TO BE DONE: Reproduce verbatim the lines of the material below, starting at the line that contains "Mark every instance of the beach" and ending after the line that contains "(1023, 336)". Include both of those lines.

DATA EXCERPTS:
***
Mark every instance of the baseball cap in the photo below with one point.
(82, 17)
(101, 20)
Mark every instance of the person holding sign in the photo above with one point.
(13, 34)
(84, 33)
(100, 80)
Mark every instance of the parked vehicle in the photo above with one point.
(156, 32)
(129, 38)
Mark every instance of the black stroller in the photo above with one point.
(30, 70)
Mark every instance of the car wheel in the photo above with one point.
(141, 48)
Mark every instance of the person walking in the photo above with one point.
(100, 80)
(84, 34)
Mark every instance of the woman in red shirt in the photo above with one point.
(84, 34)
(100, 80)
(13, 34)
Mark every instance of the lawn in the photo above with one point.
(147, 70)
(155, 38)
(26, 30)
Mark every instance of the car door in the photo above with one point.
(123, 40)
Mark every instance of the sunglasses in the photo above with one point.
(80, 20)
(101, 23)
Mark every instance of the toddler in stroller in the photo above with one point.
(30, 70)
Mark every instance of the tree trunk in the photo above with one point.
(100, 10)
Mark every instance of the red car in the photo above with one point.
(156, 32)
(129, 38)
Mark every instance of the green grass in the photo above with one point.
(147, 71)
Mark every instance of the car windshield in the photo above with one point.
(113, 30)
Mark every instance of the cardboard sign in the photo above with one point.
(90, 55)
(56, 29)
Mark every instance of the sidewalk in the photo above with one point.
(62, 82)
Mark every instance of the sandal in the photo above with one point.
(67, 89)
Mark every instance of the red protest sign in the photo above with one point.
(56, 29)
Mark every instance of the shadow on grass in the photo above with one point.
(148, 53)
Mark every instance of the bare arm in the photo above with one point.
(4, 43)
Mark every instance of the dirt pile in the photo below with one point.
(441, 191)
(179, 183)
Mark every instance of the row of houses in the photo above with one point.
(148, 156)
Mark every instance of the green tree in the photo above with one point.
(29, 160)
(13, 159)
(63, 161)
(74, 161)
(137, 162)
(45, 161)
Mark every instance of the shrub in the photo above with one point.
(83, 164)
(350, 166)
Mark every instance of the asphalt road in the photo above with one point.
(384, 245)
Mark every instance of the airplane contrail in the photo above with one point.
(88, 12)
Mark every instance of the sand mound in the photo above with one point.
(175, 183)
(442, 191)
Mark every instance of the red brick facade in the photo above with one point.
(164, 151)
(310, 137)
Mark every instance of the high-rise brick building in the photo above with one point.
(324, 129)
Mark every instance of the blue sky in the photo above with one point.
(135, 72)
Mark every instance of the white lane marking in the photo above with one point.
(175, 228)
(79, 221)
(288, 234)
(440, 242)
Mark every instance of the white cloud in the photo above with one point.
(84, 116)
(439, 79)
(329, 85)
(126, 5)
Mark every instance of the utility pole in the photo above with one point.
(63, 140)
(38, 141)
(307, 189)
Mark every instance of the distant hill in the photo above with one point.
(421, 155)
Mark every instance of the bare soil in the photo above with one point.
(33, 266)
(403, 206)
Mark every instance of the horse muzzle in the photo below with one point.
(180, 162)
***
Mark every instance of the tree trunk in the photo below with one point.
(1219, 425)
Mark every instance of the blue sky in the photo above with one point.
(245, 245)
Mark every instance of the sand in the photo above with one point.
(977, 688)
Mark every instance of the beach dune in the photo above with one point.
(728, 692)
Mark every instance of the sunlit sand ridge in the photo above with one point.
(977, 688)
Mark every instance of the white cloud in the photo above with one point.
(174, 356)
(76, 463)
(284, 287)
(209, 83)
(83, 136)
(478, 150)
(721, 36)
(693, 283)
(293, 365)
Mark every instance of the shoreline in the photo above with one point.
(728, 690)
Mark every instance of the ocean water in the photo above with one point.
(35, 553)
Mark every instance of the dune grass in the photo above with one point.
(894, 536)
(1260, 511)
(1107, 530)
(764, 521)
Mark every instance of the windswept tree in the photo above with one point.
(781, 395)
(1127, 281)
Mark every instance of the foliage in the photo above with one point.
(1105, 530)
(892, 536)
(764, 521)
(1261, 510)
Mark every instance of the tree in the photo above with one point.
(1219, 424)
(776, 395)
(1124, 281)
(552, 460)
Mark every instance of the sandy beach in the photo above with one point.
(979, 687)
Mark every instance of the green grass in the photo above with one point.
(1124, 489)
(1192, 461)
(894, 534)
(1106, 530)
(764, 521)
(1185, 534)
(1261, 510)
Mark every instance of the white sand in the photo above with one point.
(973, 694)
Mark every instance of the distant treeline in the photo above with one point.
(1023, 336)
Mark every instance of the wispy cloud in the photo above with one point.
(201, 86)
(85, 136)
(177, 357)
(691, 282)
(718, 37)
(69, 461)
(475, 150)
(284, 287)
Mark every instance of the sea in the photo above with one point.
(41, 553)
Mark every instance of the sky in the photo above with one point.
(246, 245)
***
ANSWER TO THIS EXERCISE:
Mark every instance of the beach dune in the photo above with one point.
(728, 692)
Mark every instance of the sunlit sand ridge in the photo above with one point.
(977, 688)
Mark every instance of the white cloud in the photo above with one point.
(174, 356)
(76, 463)
(284, 287)
(209, 83)
(83, 136)
(478, 150)
(721, 36)
(693, 283)
(293, 365)
Mark every instance of the shoreline in the photo above with one point.
(728, 690)
Mark every instance of the ocean water in the photo above with one point.
(35, 553)
Mark every instance of the dune grass in the photo above with one point.
(894, 536)
(1260, 511)
(1107, 530)
(764, 521)
Mark every instance of the windswept tree in the photo above with one point.
(781, 395)
(1127, 281)
Mark every instance of the foliage in the photo above with one point.
(1105, 530)
(892, 536)
(764, 521)
(1261, 510)
Mark every instance of the tree in the photo above with one point.
(1219, 424)
(776, 395)
(1124, 281)
(552, 460)
Mark every instance of the sandy beach in the photo above with one point.
(979, 687)
Mark every instance of the green grass in the photo above with one point.
(1124, 489)
(1192, 461)
(894, 534)
(1106, 530)
(764, 521)
(1185, 534)
(1261, 510)
Mark every instance of the white sand in the photo above with one point.
(973, 694)
Mark every instance of the distant treeline in the photo above with one point.
(1023, 336)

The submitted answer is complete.